Passage:

*****

As I’ve been stewing over this release for well over a month now, it’s exciting to finally announce that today, this scorching compilation is finally available on vinyl and download from our friends at WeWantSounds. In fact, the only depressing thing about this gem is that I can’t hear it on vinyl yet as I’m currently in Belgrade, Serbia, waiting to see where I move to next before settling down back in the Czech Republic.
Normally, I’ll either place my own personal thoughts about a music, or use clippings from a press release, but the Saravah story needs a bit of a deeper explanation for you, my friends, the readers, to see why this release is such an important event.
Pierre Barouh is a legend in France. A gifted singer in the 60s, he became an icon with the Claude Lelouch film “Un Homme et Une Femme” in 1966 that made him a star. Indeed, in 1965 while in Brazil, on the insistence of Vinicius de Moraes, he recorded French version of ‘Samba de Bênção‘ with Baden Powell on a revox, retitled ‘Samba Saravah’ and played it to his friend Lelouch who fell in love with the song and decided to use it in the film. Barouh plays his own character in it and also wrote the score with composer Francis Lai. The rest is history: The film and the score became huge hits. But instead of cashing in on this success, Barouh decided to develop Saravah Publishing into an label and a recording studio with his old friend and associate Fernand Boruso to develop projects in a truly independent and original way.

*****

Dataset extract:
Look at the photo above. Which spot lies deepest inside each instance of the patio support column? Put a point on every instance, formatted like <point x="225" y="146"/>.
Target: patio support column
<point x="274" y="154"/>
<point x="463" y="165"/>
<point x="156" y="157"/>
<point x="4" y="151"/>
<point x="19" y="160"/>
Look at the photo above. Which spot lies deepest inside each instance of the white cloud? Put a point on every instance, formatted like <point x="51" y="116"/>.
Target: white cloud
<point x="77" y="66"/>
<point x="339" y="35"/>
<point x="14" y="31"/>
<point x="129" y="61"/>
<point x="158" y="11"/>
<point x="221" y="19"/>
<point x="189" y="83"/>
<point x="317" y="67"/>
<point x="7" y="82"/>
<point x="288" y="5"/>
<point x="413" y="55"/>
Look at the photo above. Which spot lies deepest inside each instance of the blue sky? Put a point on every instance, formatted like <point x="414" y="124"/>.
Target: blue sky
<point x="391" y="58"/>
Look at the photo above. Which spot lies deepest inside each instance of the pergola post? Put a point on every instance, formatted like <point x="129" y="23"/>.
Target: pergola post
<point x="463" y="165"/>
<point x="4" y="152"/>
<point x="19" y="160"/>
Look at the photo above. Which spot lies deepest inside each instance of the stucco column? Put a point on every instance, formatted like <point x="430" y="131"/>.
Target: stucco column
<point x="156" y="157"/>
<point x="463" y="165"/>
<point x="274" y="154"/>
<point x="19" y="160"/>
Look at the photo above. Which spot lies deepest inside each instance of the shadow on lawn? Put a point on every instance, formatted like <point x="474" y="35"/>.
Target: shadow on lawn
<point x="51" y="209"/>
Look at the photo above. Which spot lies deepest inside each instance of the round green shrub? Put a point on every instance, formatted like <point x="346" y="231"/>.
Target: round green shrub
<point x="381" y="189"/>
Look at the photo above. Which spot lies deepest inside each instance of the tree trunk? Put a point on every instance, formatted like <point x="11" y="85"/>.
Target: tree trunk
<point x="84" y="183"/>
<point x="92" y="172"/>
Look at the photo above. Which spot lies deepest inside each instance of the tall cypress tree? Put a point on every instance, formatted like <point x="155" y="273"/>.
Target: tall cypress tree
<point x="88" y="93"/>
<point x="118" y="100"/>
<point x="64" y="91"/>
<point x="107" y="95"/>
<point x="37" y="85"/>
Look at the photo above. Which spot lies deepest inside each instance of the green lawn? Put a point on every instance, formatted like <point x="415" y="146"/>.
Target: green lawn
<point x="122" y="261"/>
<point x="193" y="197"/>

*****

Tasks to carry out:
a - In the Saravah release post, who joined Pierre Barouh in developing Saravah Publishing into a label and a recording studio?
b - Retype the Saravah release post from "As I’ve been" up to and including "an important event.".
The rows have no part in this exercise.

Problem solutions:
a - His old friend and associate Fernand Boruso.

b -
As I’ve been stewing over this release for well over a month now, it’s exciting to finally announce that today, this scorching compilation is finally available on vinyl and download from our friends at WeWantSounds. In fact, the only depressing thing about this gem is that I can’t hear it on vinyl yet as I’m currently in Belgrade, Serbia, waiting to see where I move to next before settling down back in the Czech Republic.
Normally, I’ll either place my own personal thoughts about a music, or use clippings from a press release, but the Saravah story needs a bit of a deeper explanation for you, my friends, the readers, to see why this release is such an important event.